Work item: The entries that follow must be written out exactly, without any of the pictures they contain.

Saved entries

'''

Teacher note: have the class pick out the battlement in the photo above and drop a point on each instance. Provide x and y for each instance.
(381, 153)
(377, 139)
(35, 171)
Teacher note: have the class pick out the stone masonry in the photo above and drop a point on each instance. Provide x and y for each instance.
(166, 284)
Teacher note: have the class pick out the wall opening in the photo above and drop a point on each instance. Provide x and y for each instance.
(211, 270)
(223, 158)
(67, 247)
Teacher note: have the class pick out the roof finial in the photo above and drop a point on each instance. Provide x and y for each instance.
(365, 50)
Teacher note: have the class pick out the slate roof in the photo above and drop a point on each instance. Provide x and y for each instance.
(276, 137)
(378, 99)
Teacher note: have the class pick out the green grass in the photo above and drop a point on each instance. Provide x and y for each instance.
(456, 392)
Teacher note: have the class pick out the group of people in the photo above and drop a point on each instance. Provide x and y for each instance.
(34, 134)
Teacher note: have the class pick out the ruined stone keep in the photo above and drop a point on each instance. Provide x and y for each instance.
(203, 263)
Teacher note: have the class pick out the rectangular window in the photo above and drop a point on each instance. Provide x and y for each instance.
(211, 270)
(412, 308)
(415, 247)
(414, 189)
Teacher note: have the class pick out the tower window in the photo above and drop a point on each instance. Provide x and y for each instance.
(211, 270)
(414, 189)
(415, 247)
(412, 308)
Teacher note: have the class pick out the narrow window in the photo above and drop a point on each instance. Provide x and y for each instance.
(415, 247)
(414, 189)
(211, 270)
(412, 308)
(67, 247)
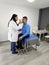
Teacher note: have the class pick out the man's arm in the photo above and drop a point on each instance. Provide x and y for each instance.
(27, 31)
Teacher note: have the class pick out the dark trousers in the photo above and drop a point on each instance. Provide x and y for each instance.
(20, 42)
(13, 45)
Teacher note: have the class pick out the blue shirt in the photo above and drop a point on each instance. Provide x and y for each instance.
(25, 29)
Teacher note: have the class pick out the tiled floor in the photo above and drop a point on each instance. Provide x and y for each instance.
(39, 57)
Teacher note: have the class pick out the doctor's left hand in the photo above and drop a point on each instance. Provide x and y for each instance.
(20, 37)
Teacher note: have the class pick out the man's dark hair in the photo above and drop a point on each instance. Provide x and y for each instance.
(25, 17)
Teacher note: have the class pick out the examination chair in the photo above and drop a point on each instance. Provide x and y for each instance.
(30, 41)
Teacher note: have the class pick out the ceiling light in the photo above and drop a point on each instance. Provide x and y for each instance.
(30, 0)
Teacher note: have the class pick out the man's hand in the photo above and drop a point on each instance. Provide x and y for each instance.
(20, 37)
(20, 21)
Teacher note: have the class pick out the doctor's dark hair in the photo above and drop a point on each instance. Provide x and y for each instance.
(25, 17)
(13, 18)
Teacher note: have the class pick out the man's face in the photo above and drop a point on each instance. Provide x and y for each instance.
(24, 20)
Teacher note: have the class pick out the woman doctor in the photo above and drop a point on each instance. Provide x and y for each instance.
(13, 32)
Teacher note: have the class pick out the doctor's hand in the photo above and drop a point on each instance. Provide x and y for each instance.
(20, 21)
(20, 37)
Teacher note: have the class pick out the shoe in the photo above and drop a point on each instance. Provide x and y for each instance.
(17, 47)
(14, 52)
(22, 48)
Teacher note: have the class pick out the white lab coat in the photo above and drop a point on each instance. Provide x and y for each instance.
(12, 32)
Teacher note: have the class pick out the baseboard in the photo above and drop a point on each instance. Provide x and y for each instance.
(4, 41)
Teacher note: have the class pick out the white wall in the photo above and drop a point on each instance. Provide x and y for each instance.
(5, 14)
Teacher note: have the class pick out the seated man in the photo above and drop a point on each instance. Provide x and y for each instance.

'''

Answer space:
Teacher note: have the class pick out the battlement in the photo above and drop a point on each instance. Provide x and y for each instance.
(381, 153)
(377, 139)
(35, 171)
Teacher note: have the class pick out the stone masonry in the photo above and drop a point on each instance. Provide x and y for each instance.
(166, 284)
Teacher note: have the class pick out the wall opening in the photo above and drop a point on each instance. Provide x and y for each instance.
(211, 270)
(223, 158)
(67, 247)
Teacher note: have the class pick out the roof finial in the photo above and drop a point on each instance. Provide x and y for each instance.
(365, 50)
Teacher note: have the class pick out the slate roof in the photo above and drop a point on each instance. Provide x and y for each instance.
(276, 137)
(378, 99)
Teacher note: have the class pick out the green grass in the photo above and drop a point on each instance. Provide x and y for each instance.
(456, 392)
Teacher note: have the class pick out the group of people in the photo above and drop a point on each instance. Provide x and y for each instance.
(34, 134)
Teacher note: have the class pick out the ruined stone keep in the photo above and drop a point on each instance. Provide x and y for each instance.
(203, 263)
Teacher note: have the class pick out the rectangular window in the photo above and drop a point on each instance. Provide x and y for each instance.
(211, 270)
(412, 308)
(415, 247)
(414, 189)
Teacher note: have the class pick out the tower window in the photo above and drop a point on each instance. Provide x and y for each instance.
(211, 270)
(414, 189)
(415, 247)
(412, 308)
Teacher note: have the class pick out the narrow window in the photo above and drop a point on each instance. Provide x and y for each instance.
(415, 247)
(414, 189)
(211, 270)
(412, 308)
(67, 247)
Teacher note: have the class pick out the man's arm in the photo above and drop a point on each instance. Provide x and y for each instance.
(27, 31)
Teacher note: have the class pick out the dark trousers in the photo above and drop a point on each instance. Provide x and y for each instance.
(20, 42)
(13, 45)
Teacher note: have the class pick out the blue shirt in the photo above and drop a point on each instance. Provide x and y for each instance.
(25, 29)
Teacher note: have the class pick out the tiled floor in the photo above and drop a point on each instance. Provide x and y for each instance.
(39, 57)
Teacher note: have the class pick out the doctor's left hand in the photo above and drop a point on each instance. Provide x and y for each instance.
(20, 37)
Teacher note: have the class pick out the man's dark hair in the photo above and drop a point on each instance. Provide x and y for each instance.
(25, 17)
Teacher note: have the class pick out the examination chair in the photo above and drop a point on each instance. Provide x and y for each instance.
(30, 41)
Teacher note: have the class pick out the ceiling light in the photo above and drop a point on each instance. Provide x and y for each instance.
(30, 0)
Teacher note: have the class pick out the man's hand in the photo above and drop a point on each instance. Provide x and y for each instance.
(20, 37)
(20, 21)
Teacher note: have the class pick out the doctor's dark hair in the photo above and drop a point on each instance. Provide x and y for each instance.
(25, 17)
(13, 18)
Teacher note: have the class pick out the man's face in the photo above and drop a point on each instance. Provide x and y for each instance.
(24, 20)
Teacher note: have the class pick out the woman doctor in the photo above and drop a point on each instance. Provide x and y for each instance.
(13, 32)
Teacher note: have the class pick out the doctor's hand in the photo above and drop a point on each instance. Provide x and y for each instance.
(20, 21)
(20, 37)
Teacher note: have the class pick out the shoe in the photo above and drop a point on each instance. Provide x and y for each instance.
(17, 47)
(14, 52)
(22, 48)
Teacher note: have the class pick out the white lab coat in the photo above and drop a point on each instance. Provide x and y for each instance.
(12, 32)
Teacher note: have the class pick out the baseboard in the photo above and drop a point on each instance. Provide x and y for each instance.
(4, 41)
Teacher note: have the class pick out the white wall in the photo above and drop a point on each instance. Provide x and y for each instance.
(5, 14)
Teacher note: have the class pick out the seated man in the photo above and drop a point on each instance. Provide x and y for each instance.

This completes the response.